*Source text*

+--

POVA will complement much of the good work that is already happening

in the field following on from the government's 'No Secrets'

framework published in 2000. This includes:

Halton BC social services has developed a Basic Awareness

Training Video for agencies to use with front line staff to raise

awareness of the various types of abuse. They have also participated

in a project led by Liverpool University to establish the prevalence

of reported incidents of abuse, outcomes of subsequent investigations

and the satisfaction of service users.

Sheffield City Council social services has developed a traffic light monitoring

procedure and risk assessment tool that triggers a process of close

monitoring and intervention when independent services are failing.

Bradford District adult protection committee runs a 'No Secrets'

training course every week which, since August 2003, has trained more

than 600 front line workers using a multi-agency pool of 25 trainers.

Derby and Derbyshire adult protection committee launched a campaign

to let vulnerable adults in the area know where to turn if they were

being abused, harmed or exploited. Cue cards explaining the type of

person who may be a vulnerable adult and detailing correct procedures

to follow were also handed out to all staff from agencies involved

with vulnerable adults in the course of their jobs.


1. The POVA scheme applies to care homes and domiciliary care

agencies in England and Wales.

2. Guidance and a FAQ document can be found on the Department of

Health website - - by typing 'vulnerable adults' into

the search engine.

3. The provisions of the POVA list are set out in Part VII of the

Care Standards Act 2000. The scheme will be implemented in the NHS as

soon as possible.

4. The POVAFirst check is an optional CRB service. On receipt of an

email request and a correctly completed Disclosure application form

from the Registered Body, the CRB will make a check against the POVA

list and notify the Registered Body within two to three days of the

result. They will check whether the POVA list contains details of a

person with the same name and date of birth as the person being

considered for the care position. The CRB will only process a

POVAFirst check if they have accepted a completed Disclosure

application form.

5. The actual POVA list will be maintained on behalf of the

Department of Health by the Department for Education and Skills

(DfES) working to a Service Level Agreement. This arrangement will

capitalise on the experience of DfES in operating the equivalent list

for children, the Protection of Children Act (POCA) list. A person

who is referred for possible inclusion on the POVA list may also be

considered for inclusion on the POCA list, and vice versa.

+--

*Problems to work on*
1: Reproduce the stretch of the POVA text from "being abused, harmed" through "England and Wales.".
2: Answer these from the POVA text:
(a) Since August 2003, how many front line workers has the Bradford District 'No Secrets' course trained?
(b) Which part of the Care Standards Act 2000 sets out the provisions of the POVA list?
(c) Within how many days does the CRB notify the Registered Body of a POVAFirst check result?
The records that come next are separate from the POVA text.

+--

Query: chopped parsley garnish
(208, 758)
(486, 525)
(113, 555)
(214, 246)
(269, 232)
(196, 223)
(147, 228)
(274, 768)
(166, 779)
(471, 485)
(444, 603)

+--

*Exercise responses*
1:
being abused, harmed or exploited. Cue cards explaining the type of

person who may be a vulnerable adult and detailing correct procedures

to follow were also handed out to all staff from agencies involved

with vulnerable adults in the course of their jobs.


1. The POVA scheme applies to care homes and domiciliary care

agencies in England and Wales.

2:
(a) More than 600.
(b) Part VII.
(c) Two to three days.